[Image point grounding data]
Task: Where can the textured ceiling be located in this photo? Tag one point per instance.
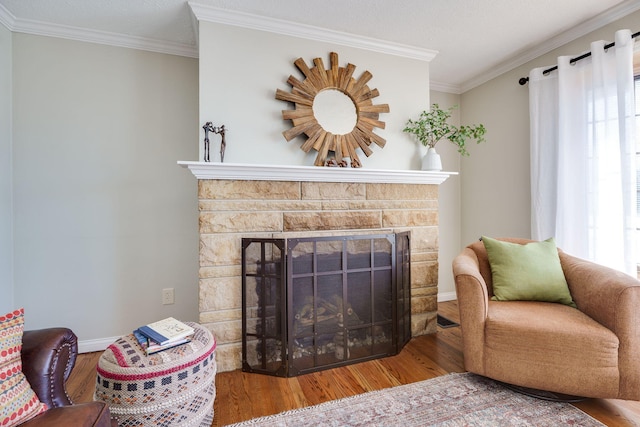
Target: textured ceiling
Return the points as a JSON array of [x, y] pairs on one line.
[[471, 36]]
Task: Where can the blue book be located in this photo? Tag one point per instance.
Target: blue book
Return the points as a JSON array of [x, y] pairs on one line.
[[166, 330]]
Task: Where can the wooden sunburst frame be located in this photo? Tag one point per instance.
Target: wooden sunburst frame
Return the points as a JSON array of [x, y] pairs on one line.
[[339, 78]]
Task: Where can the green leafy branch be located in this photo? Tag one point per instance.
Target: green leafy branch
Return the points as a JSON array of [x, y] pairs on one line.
[[432, 126]]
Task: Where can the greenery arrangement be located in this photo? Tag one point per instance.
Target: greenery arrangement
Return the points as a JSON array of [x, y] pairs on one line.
[[432, 126]]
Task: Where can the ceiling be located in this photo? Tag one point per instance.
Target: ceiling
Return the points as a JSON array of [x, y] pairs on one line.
[[475, 39]]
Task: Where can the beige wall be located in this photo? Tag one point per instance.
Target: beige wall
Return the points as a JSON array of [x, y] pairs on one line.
[[104, 219], [495, 183], [449, 203], [240, 70], [6, 240]]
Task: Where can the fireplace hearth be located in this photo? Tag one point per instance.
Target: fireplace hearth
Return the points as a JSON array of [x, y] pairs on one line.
[[315, 303]]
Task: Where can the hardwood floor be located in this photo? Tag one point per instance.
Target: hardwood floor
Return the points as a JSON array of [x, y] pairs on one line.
[[241, 396]]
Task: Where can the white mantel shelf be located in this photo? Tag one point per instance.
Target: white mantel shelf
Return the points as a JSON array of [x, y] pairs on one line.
[[251, 172]]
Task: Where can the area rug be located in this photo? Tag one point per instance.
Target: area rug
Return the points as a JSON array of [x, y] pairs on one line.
[[451, 400]]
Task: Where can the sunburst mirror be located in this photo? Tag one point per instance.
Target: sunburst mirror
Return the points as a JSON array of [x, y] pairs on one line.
[[334, 110]]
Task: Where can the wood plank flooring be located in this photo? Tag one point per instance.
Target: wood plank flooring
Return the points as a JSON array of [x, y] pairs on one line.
[[241, 396]]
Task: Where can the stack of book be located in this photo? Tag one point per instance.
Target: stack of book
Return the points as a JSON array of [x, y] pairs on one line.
[[162, 335]]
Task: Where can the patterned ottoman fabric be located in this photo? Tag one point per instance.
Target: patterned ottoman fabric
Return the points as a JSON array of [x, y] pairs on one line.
[[175, 387]]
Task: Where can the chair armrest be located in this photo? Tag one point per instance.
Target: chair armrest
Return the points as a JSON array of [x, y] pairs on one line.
[[48, 356], [612, 299], [473, 303]]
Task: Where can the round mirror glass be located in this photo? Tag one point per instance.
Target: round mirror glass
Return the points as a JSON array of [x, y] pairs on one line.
[[335, 111]]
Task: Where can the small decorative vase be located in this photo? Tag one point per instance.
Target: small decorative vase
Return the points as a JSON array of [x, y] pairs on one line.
[[431, 161]]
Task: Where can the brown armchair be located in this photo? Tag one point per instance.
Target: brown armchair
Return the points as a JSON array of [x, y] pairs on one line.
[[591, 351], [48, 356]]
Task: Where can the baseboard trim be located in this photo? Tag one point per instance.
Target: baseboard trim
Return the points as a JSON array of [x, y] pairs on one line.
[[99, 344], [446, 296]]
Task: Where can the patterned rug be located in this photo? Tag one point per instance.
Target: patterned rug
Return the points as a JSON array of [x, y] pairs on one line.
[[451, 400]]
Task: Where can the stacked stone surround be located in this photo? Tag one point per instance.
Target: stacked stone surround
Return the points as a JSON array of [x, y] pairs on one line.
[[231, 210]]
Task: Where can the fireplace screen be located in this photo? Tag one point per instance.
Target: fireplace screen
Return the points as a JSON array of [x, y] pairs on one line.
[[317, 303]]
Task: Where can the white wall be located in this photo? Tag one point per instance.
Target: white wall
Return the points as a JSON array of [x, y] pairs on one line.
[[240, 70], [495, 180], [103, 217], [6, 240]]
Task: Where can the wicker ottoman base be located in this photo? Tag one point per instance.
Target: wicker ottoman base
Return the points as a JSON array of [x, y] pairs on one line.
[[175, 387]]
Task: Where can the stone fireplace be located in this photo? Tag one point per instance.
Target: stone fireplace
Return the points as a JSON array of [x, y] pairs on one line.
[[256, 201]]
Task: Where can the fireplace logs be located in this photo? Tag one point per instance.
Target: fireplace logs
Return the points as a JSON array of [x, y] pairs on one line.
[[317, 303]]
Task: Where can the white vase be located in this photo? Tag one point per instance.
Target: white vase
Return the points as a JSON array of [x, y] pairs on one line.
[[431, 161]]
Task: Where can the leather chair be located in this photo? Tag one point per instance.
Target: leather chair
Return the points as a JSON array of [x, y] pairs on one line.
[[48, 356], [591, 351]]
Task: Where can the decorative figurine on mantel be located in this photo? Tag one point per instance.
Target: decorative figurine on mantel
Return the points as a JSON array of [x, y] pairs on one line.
[[208, 127]]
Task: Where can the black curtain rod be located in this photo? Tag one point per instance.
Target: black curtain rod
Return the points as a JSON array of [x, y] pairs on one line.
[[523, 80]]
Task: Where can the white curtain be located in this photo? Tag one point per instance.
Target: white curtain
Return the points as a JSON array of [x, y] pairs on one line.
[[583, 169]]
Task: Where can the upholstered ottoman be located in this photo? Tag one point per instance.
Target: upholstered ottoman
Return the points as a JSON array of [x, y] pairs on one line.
[[172, 387]]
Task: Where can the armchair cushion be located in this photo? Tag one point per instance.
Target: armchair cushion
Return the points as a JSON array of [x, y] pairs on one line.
[[19, 402], [529, 272]]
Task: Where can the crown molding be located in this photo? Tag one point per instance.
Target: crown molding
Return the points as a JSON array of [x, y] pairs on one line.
[[617, 12], [256, 22], [40, 28], [445, 87]]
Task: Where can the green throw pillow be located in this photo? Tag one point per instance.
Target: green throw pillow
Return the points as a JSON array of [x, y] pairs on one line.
[[530, 272]]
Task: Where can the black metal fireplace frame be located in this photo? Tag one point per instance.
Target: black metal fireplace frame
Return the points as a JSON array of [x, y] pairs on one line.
[[273, 274]]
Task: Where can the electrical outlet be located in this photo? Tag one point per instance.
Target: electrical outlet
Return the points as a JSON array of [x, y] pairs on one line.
[[167, 296]]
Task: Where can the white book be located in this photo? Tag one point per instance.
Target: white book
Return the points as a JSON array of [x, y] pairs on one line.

Task prompt: Line by line, restate the data above exactly as it stands, minus the pictures.

Final answer:
Task: Where can the textured ceiling be located in this photo? Tag one point per instance.
Target: textured ceiling
Return the points as a JSON array of [x, y] pairs on one line.
[[471, 36]]
Task: Where can the blue book be located in this photo? Tag one point per instance.
Target: blue book
Return the points as a JSON array of [x, y] pairs on one line.
[[166, 330]]
Task: Where can the wooden sunburst frame be located in this photo? Tag one point per instance.
Target: wooden sunburst frame
Return the points as a JSON array of [x, y] pairs on one line.
[[339, 78]]
Task: Where can the green leafy branch be located in this photo? Tag one point per instance.
Target: green leafy branch
Return the points as a JSON array of [x, y] pairs on one line.
[[432, 126]]
Task: Where can the greenery arrangement be located in this photo? Tag one point per instance.
Target: greenery arrangement
Return the points as a JSON array of [x, y] pairs on one line.
[[432, 126]]
Task: Where can the ceiling be located in this photo? Tag one point per instance.
Target: ceiling
Return the points as a JSON array of [x, y] pairs on one line.
[[475, 39]]
Task: Where can the beige wall be located in this photo? Tag one point per instance.
Target: beige wall
Return the points as a JSON array of [x, y] pairs on one line.
[[104, 219], [495, 183], [449, 203], [240, 70], [6, 240]]
Task: Where can the fireplace hearth be located in this photo? Tag one point per instance.
Target: fireplace hearth
Return the points as a JSON array of [x, y] pairs on one line.
[[315, 303]]
Task: Where can the hardwood floor be located in this photo? Tag one point per instance.
Target: hardwood floor
Return the points as a JSON array of [x, y] pairs on one line.
[[241, 396]]
Task: Where can the white mantel shelf be located in this photo? Tag one point per instance.
Target: white mantel shelf
Return the points as a JSON array of [x, y] pairs on one line.
[[251, 172]]
Task: Where can the area rug be located in this photo? Tag one point per instance.
Target: area rug
Return the points as a JSON array of [x, y] pairs on one line.
[[451, 400]]
Task: Where can the sunburst mirror be located in this photo? Tag one point per instance.
Target: sunburst mirror
Return the points as a JSON array of [x, y] pairs on one line.
[[334, 110]]
Task: Where can the wood plank flooring be located in this photo? Tag one point per instance.
Target: wood plank flooring
Return the points as a JSON array of [x, y] pairs on one line.
[[241, 396]]
Task: Where can the stack of book be located in this photo? Tag one point per instance.
Target: stack of book
Return the points as a JSON array of [x, y] pairs on one line.
[[162, 335]]
Task: Where can the patterned ottoman fabric be located in this photo? Tag one point per instance.
Target: patterned ottoman fabric
Return the points as a JSON array of [x, y] pairs on one line.
[[175, 387]]
Task: Where can the chair armrest be located in this photo? Tag one point per instance.
Target: chair armrest
Return the points as a JSON array of [x, y] pairs on one line.
[[48, 356], [612, 299], [473, 303]]
Task: Where can the round mirror glass be located in this photo? Tag one point per instance.
Target: round mirror glass
Return the points as a JSON array of [x, y] pairs on one line.
[[335, 111]]
Task: Where can the small decorative vase be located in this photo? Tag one point per instance.
Target: small decorative vase
Return the points as a JSON array of [x, y] pairs on one line.
[[431, 161]]
Task: Where can the brown armchair be located in this photo? Tag one point per instance.
Target: brown armchair
Return the points as a JSON array of [x, y] pairs on one line.
[[591, 351], [48, 356]]
Task: Where can the baseboard trim be located in this photo? Tag one point per instance.
Target: baseboard trim
Return the points as a JSON array of [x, y] pairs on one line.
[[99, 344], [446, 296]]
Task: Where can the patterned rug be located in this photo? Tag one point per instance.
Target: patterned rug
Return the points as a JSON array of [x, y] pairs on one line.
[[451, 400]]
Task: Where can the stacked stone surround be located in this photo? Tag one point per instance.
Target: stacked stone surround
Return the points as a JSON array of [x, y] pairs on one line.
[[231, 210]]
Task: Where can the fireplace screen be located in this photo? Tag one point per instance.
Target: fireplace screen
Return the points as a JSON array of [x, y] pairs on one line.
[[317, 303]]
Task: Where can the white wall be located in this photo? Tag one point per instance.
Target: white wall
Return the points as a JSON array of [x, y] pairs on one line.
[[240, 70], [495, 180], [103, 217], [6, 240]]
Task: Where can the wicker ottoman base be located in this photo? Tag one point per instance.
Target: wicker ottoman base
Return the points as a JSON array of [x, y] pairs on one line.
[[175, 387]]
Task: Where can the stone fireplace be located in this photo? Tag one point per instance.
Target: stone fireplace
Return the points as a JSON array of [x, y] pairs on one line.
[[256, 201]]
Task: Where can the fireplace logs be located in this photo? Tag one point per instance.
Target: fireplace logs
Return the points as a JSON array of [x, y] pairs on one line.
[[317, 303]]
Task: Where can the white vase be located in this photo? Tag one point per instance.
Target: white vase
Return the points as a JSON array of [x, y] pairs on one line.
[[431, 161]]
Task: Where can the leather chair be located in this photo? Tag one point per instance.
Target: leather chair
Return the points as a JSON array of [x, y] pairs on one line.
[[48, 356], [591, 351]]
Task: Where can the decorative figurine on mantel be located in this photo? Tag one point per instance.
Target: decorative figurine on mantel
Return the points as a JSON array of [x, y] pairs on one line.
[[208, 127]]
Task: Where can the black curtain rod be located in this photo? Tag one point per instance.
Target: black curtain rod
Return the points as a JSON array of [x, y] pairs on one line.
[[523, 80]]
Task: Where can the white curtain be located in this photo? Tag one point per instance.
Target: white curtain
Return the points as a JSON array of [x, y] pairs on one line.
[[583, 169]]
Task: Where can the upholstered ottoman be located in this photo? Tag one point per instance.
Target: upholstered ottoman
Return the points as a JSON array of [x, y] pairs on one line.
[[172, 387]]
Task: Where can the armchair cushion be located in this photo? Tag one point per instance.
Target: armchair cushion
Return the points as a JSON array of [x, y] pairs on one line.
[[19, 402], [529, 272]]
Task: Where can the crown molding be located in this photo? Tag one point per instance.
Target: crown molding
Return the points as a JSON array of [x, y] pairs on one line.
[[617, 12], [256, 22], [40, 28], [445, 87]]
Task: Where can the green throw pillow be located in this photo? Tag one point per instance.
Target: green throw pillow
Return the points as a JSON array of [x, y] pairs on one line.
[[530, 272]]
Task: Where can the black metal fireplace frame be located in this photo? Tag one point per instance.
Target: black metal fireplace frame
Return the points as a JSON array of [x, y] pairs on one line.
[[273, 274]]
Task: Where can the electrical outlet be located in this photo? Tag one point per instance.
Target: electrical outlet
Return the points as a JSON array of [x, y] pairs on one line.
[[167, 296]]
Task: Where can the white book be located in this photo? Tag one point per instance.
Target: white book
Return the points as a JSON array of [x, y] pairs on one line.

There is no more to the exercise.